--- 本文 ---
_____

看護過程はナースの商売道具
シェフにとっての包丁、美容師にとってのハサミと同じく、ナースにとっての「看護過程」は、プロとして活動する上で必須の商売道具。
それがないと仕事にならないけれど、それを持っているだけでは意味がない。
どれだけ高級な包丁なのか、どれだけ有名なブランドのハサミなのか、そんなことはお客さんには関係ありません。お客さんにとって重要なのは、自分に届く、料理だったりヘアスタイルだったり、それらの商売道具を使った「結果」の部分。
お客さんに最高のハッピーを届けるために、商売道具を手入れして、商売道具を使いこなす技術を学び続けます。
看護過程も、同じ。
看護過程を展開できる、実習記録に看護過程を展開した内容を書くことができる。そのために勉強したり、指導者からアドバイスをもらったりするのは、商売道具を手入れしたり、使いこなす技術を学んでいる部分にあたります。
どれだけ心を込めて手入れをしようが、どれだけ時間をかけて勉強しようが、どれだけ看護過程の試験で良い点をとることができようが、実際の患者さんを目の前にして、必要な看護を、必要な形で提供することができなければ、それは「よい看護」ができたとはいえない。そんなことが起こります。
看護過程を理解すること、看護過程を展開できることは、患者さんにとって必要な看護を行う上での大きな助けになります。

_____

--- 元資料 ---
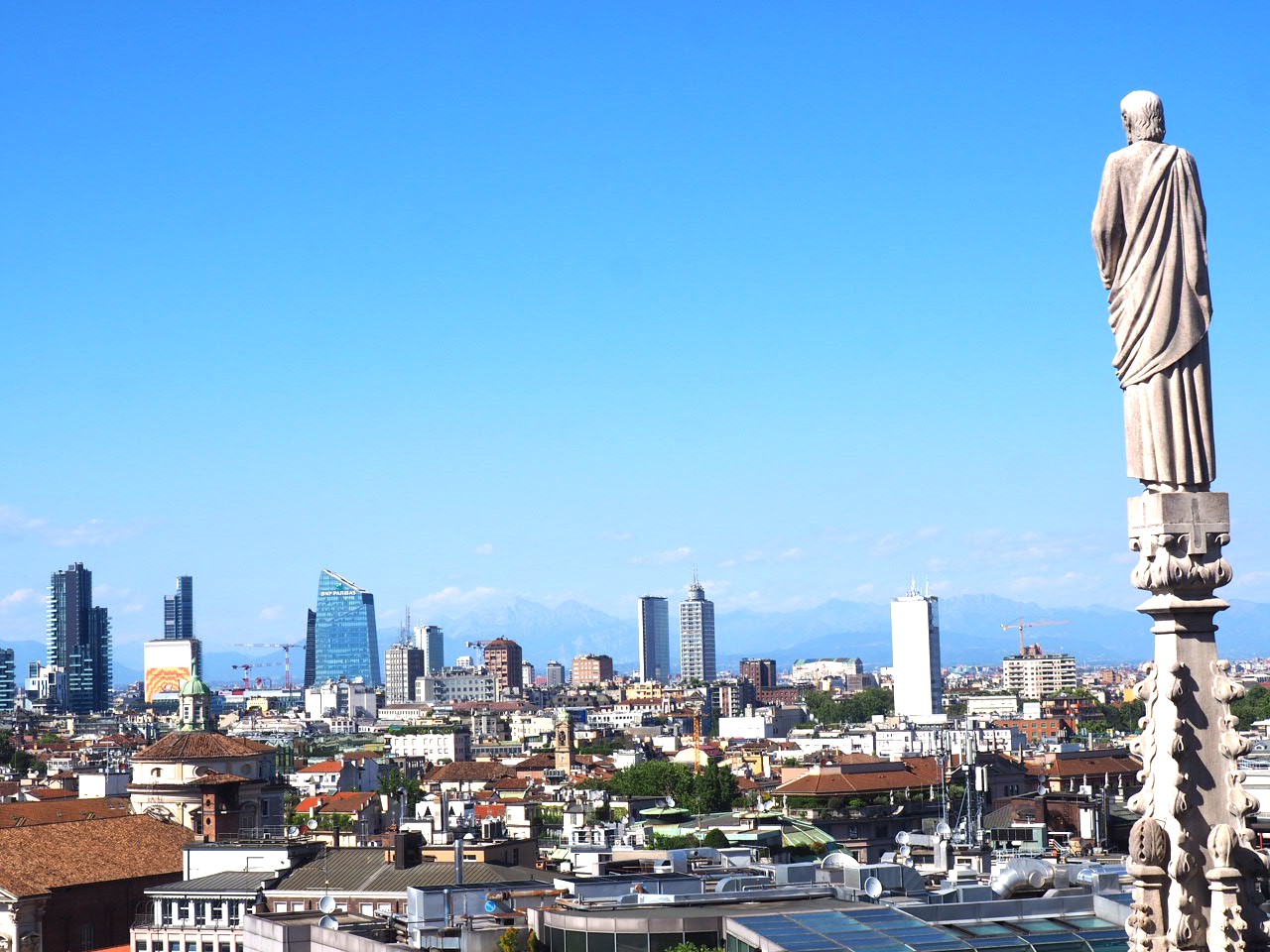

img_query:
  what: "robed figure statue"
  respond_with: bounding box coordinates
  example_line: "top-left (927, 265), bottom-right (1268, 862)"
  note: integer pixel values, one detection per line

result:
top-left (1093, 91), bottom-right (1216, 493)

_____

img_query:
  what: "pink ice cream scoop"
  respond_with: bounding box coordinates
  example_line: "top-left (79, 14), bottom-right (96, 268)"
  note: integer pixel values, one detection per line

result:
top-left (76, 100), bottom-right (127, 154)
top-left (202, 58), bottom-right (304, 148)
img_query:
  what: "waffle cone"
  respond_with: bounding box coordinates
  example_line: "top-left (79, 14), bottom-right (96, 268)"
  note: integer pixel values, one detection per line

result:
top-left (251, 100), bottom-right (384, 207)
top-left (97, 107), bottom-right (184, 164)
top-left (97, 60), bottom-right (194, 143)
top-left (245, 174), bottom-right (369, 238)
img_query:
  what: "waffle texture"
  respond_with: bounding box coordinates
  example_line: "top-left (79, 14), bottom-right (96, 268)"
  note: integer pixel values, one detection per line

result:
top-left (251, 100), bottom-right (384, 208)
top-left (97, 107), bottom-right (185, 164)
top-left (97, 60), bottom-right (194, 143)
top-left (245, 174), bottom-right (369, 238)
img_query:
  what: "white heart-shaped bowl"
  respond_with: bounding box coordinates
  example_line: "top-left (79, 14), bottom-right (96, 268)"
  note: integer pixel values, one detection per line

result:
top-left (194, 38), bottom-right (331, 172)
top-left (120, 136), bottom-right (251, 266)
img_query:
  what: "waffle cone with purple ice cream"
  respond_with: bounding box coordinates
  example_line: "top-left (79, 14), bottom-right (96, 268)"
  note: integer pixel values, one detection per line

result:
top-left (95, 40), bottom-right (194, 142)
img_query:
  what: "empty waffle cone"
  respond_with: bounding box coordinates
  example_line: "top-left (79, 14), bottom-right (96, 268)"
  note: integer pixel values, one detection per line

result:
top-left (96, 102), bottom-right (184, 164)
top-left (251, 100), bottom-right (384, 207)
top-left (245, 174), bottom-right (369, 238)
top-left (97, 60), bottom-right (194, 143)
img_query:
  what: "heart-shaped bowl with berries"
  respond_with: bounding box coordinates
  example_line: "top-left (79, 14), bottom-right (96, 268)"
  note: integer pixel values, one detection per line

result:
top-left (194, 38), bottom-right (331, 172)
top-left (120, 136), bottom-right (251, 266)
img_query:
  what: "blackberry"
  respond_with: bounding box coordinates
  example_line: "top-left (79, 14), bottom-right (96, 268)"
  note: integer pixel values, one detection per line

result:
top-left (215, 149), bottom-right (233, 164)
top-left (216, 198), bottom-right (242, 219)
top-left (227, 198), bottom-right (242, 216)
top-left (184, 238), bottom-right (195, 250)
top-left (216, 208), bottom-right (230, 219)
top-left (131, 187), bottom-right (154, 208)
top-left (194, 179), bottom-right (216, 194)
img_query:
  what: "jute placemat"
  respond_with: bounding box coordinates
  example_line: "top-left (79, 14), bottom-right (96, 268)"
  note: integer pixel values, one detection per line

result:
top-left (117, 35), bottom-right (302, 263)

_____

--- 取り組む課題 ---
A – 看護過程を商売道具にたとえた本文では、お客さんにとって重要なのは何だとされていますか。
B – 本文の一部を、「どれだけ高級な包丁なのか、ど」を含む箇所から書き始め、「学んでいる部分にあたります。」で終えて、そのまま書き写してください。
C – 看護過程を商売道具にたとえた本文の続きを書いてください。

--- 課題の解答 ---
A – 自分に届く料理やヘアスタイルなど、商売道具を使った「結果」の部分です。

B –
どれだけ高級な包丁なのか、どれだけ有名なブランドのハサミなのか、そんなことはお客さんには関係ありません。お客さんにとって重要なのは、自分に届く、料理だったりヘアスタイルだったり、それらの商売道具を使った「結果」の部分。
お客さんに最高のハッピーを届けるために、商売道具を手入れして、商売道具を使いこなす技術を学び続けます。
看護過程も、同じ。
看護過程を展開できる、実習記録に看護過程を展開した内容を書くことができる。そのために勉強したり、指導者からアドバイスをもらったりするのは、商売道具を手入れしたり、使いこなす技術を学んでいる部分にあたります。

C –
ただ、ゴールはそこではありません。看護過程は、ナースにとっての商売道具。それを使いこなした上でできあがる「看護」、患者さんにとって重要なのは、そこです。
患者さんのハッピーのために、商売道具を手入れし磨き、技術を学び続けるのです。
実習記録に何を書くのか。
ずれていないか。
一発でオッケーがもらえるか。
なんどもやり直しにならないか。
気になるところですが、実習記録で、ダメ出しなく一発オッケーがもらえることと、患者さんに必要な看護ができることとは別物です。つまり、商売道具を持っていることと、その商売道具をお客さんのハッピーのために使いこなすこととは、別だということ。
ただ、別物だけれど、商売道具をどれだけ大切にしているか、この姿勢は不思議と結果としての看護にも、表れるもの。商売道具を大切にできるナースは、患者さんも患者さんのご家族も、仕事仲間も、もちろん自分の身近にいる人たちのことも大切にできる人、そんな気がします。